__TASK GOAL__. What is needed is a verbatim copy of the data, minus the pictures.

★ ★ ★ ★ ★ ★ ★

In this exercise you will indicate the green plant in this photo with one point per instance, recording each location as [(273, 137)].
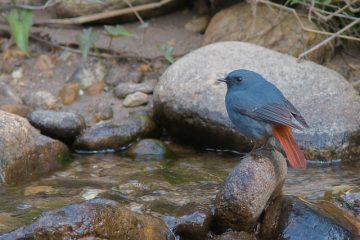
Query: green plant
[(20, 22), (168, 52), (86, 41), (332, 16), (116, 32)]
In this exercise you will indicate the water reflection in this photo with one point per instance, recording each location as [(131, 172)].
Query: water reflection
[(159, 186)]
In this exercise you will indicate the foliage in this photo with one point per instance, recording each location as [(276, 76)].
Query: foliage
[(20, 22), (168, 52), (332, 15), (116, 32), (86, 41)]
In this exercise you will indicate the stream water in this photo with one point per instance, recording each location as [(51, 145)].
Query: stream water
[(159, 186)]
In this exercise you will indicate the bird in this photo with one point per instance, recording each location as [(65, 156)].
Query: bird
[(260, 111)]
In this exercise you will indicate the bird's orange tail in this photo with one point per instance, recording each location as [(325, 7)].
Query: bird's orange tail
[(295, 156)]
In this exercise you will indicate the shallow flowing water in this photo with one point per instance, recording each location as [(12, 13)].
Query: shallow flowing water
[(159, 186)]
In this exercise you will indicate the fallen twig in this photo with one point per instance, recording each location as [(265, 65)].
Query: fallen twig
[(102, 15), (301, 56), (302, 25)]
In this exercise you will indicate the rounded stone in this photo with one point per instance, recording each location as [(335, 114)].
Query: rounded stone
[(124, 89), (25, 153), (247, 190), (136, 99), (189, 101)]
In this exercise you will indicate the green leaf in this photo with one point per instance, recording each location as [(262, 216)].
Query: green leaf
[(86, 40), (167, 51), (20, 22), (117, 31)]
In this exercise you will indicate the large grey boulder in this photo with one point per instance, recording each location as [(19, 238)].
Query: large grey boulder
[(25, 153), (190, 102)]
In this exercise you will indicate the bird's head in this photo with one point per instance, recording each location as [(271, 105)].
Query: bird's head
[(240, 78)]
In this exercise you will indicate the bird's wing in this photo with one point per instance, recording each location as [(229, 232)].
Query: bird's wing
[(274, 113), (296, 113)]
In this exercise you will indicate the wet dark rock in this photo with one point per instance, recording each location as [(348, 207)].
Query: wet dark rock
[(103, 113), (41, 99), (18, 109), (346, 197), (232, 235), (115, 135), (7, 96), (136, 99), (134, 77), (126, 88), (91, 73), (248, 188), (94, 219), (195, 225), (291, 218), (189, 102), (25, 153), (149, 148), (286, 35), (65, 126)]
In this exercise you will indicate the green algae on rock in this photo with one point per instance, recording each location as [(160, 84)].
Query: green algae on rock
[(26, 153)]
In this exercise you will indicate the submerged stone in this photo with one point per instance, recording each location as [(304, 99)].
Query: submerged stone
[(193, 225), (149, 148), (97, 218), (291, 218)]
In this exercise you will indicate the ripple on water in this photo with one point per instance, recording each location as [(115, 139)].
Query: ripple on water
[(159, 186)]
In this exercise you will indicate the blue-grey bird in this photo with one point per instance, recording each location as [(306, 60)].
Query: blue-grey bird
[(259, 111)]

★ ★ ★ ★ ★ ★ ★

__FINISHED TASK__.
In this exercise you will indicate the green plant in this photo with one point per instance, recording each location as [(273, 137)].
Query: green plant
[(20, 22), (168, 52), (86, 41), (332, 16), (116, 32)]
In this exercise you will indicate the water reflection in this photo with one point per instance, recording each location as [(131, 172)].
Query: water reflection
[(159, 186)]
In this exercise you will indicate the foliage in this photo with one point per instance, recording each location as [(276, 76)].
Query: foliage
[(20, 22), (168, 52), (332, 15), (116, 32), (86, 41)]
In this exercise you will indicate the stream water in this photo with one point per instance, recording each location as [(51, 145)].
Query: stream water
[(159, 186)]
In this exercise you will indicate the bird in this photo with one point per instance, recording each location as [(65, 156)].
Query: bird
[(260, 111)]
In this exercise you will indicate the bird's orange tail in this photo with one point per instance, recording each location as [(325, 7)].
Query: bird's orange tail
[(295, 156)]
In this exercise you will indicate the shallow flowing water in this photo with one point per instance, recording each location as [(12, 13)].
Query: shallow flowing water
[(159, 186)]
In this exercise you will indicate the fallen twig in this photo with one point per instance, recording each location as [(265, 65)].
Query: fallen twig
[(102, 15), (301, 56), (302, 25)]
In this exercise you will indicate the rounded stone in this photo with one point per instance, recording each location as [(335, 114)].
Query: rounded stone
[(124, 89), (25, 153), (247, 190), (136, 99), (189, 101)]
In this exercise you will indicate the green leaf in this photo with one point per instance, recording each location as [(262, 216)].
Query: green leaf
[(86, 40), (167, 51), (20, 22), (117, 31)]
In this exercise you will indicate the large grey boulder in this photo with one point per instance, recording each location as [(19, 238)].
Query: large grey boulder
[(25, 153), (190, 102)]
In this exercise you will indicate the bird's head in this photo with one point per instance, recording each location as [(271, 105)].
Query: bird's head
[(240, 78)]
In this exercise you will indicate the bird's wing in this photo with one point per instance, recording each location as [(229, 232)].
Query: bird's wing
[(274, 113), (296, 113)]
In this exercise you will indicate the wet dark rock in this photo with one point per instance, recording each location as [(348, 207)].
Query: wet dark rock
[(103, 113), (41, 99), (18, 109), (346, 197), (232, 235), (115, 135), (7, 96), (136, 99), (134, 77), (126, 88), (91, 73), (248, 188), (94, 219), (195, 225), (291, 218), (189, 102), (25, 153), (149, 148), (286, 35), (65, 126)]
In this exercise you will indicate the green algae on rock in this photo with one point per instance, recording each location as [(160, 84)].
Query: green algae on rock
[(26, 153)]
In this exercise you will indicate the submerged stone in this photo with one point per instance, recording each location as [(304, 99)].
Query: submerged stone
[(193, 225), (149, 148), (97, 218), (291, 218)]
In this exercise you will indicate the ripple on water in this photo with one point per instance, recording each location as [(115, 139)].
Query: ripple on water
[(159, 186)]
In this exercise you will indicate the blue-grey bird in this photo with one point per instance, recording each location as [(306, 60)].
Query: blue-grey bird
[(259, 111)]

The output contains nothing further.